Making a biopic about a legendary figure like Bob Dylan is always going to be tricky because everyone knows something about him and some people know everything about him — at least it seems that way.
James Mangold’s A Complete Unknown does not put forth minutiae about the singer-songwriter that will be new to hardcore fans, nor does it hit every bullet point of Dylan’s Wikipedia page. But it’s an immersive and intricately rendered look at the most important transitory period early in his 60-plus year music career.
Those who don’t already get his appeal or enjoy his music should at least gain a sense of appreciation for his impact on rock history and why he matters to so many people. But along with his co-writer Jay Cocks, Mangold sets out first to make an engaging story about a young stranger who came out of nowhere and was everywhere in just a few short years.
Our story starts in 1961, with Dylan (Timothée Chalamet) hitchhiking with his guitar from Minnesota to New York City, where he hopes to meet his ailing idol Woody Guthrie (Scoot McNairy) in a nearby hospital. While paying him a visit, he finds Pete Seeger (Edward Norton) already beside and at their request, he plays them a song that enraptures both.

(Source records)
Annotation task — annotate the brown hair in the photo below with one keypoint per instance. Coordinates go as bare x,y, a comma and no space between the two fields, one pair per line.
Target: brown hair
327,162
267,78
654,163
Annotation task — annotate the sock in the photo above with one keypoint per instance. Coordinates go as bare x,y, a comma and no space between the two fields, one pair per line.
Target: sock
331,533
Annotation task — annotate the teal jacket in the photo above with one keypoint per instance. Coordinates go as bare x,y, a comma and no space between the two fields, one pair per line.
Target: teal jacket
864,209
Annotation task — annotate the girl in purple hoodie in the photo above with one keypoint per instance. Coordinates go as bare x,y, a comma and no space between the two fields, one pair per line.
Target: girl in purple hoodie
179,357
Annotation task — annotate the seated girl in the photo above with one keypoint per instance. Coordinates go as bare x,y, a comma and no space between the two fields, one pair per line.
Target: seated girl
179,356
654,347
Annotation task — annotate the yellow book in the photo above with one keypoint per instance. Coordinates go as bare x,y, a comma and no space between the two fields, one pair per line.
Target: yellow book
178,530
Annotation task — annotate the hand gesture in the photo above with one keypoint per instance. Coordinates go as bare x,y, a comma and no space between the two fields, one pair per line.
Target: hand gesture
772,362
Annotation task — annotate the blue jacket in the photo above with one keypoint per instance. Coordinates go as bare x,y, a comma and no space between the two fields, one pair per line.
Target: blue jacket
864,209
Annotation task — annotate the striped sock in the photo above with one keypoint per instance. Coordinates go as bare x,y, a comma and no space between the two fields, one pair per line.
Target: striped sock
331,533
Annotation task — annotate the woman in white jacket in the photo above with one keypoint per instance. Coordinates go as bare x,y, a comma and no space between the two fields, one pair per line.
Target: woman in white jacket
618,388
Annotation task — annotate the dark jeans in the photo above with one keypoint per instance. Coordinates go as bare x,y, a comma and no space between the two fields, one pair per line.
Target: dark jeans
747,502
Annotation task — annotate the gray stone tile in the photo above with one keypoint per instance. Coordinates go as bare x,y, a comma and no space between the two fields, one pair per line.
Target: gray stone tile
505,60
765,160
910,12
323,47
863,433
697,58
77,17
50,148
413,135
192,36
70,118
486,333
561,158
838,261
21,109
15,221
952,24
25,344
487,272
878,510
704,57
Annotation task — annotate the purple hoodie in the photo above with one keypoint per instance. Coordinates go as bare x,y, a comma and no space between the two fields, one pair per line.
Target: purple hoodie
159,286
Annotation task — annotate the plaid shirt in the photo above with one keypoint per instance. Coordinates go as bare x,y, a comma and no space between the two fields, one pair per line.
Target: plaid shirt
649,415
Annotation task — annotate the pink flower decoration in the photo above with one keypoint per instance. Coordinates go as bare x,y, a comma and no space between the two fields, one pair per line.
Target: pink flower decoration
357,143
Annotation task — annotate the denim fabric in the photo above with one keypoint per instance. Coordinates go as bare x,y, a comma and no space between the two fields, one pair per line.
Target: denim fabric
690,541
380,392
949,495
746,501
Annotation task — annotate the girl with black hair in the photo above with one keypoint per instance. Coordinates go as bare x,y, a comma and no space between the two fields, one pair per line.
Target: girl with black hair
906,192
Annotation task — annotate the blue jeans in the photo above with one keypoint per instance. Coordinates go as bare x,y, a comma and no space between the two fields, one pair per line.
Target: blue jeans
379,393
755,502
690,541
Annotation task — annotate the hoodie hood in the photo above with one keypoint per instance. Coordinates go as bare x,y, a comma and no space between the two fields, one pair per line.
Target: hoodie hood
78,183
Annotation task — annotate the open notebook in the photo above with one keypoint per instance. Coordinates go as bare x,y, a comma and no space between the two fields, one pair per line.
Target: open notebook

# Task objective
Condense the paragraph of the film review that begins "James Mangold’s A Complete Unknown" into a short list that keeps its main facts.

# Output for this exercise
- The film offers hardcore fans no new minutiae about Dylan.
- It does not cover every point of his Wikipedia page.
- It is an immersive, intricately rendered look at the most important transitory period early in his 60-plus year music career.